'''
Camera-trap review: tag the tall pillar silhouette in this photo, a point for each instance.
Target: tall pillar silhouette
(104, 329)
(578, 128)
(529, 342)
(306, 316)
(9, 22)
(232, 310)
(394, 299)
'''
Using the data above, return each line exactly as written.

→ Response below
Camera-trap review: tag the tall pillar silhouette in this photo, a point for each instance.
Target: tall pillar silhouette
(104, 329)
(578, 128)
(529, 342)
(306, 316)
(9, 22)
(232, 310)
(394, 299)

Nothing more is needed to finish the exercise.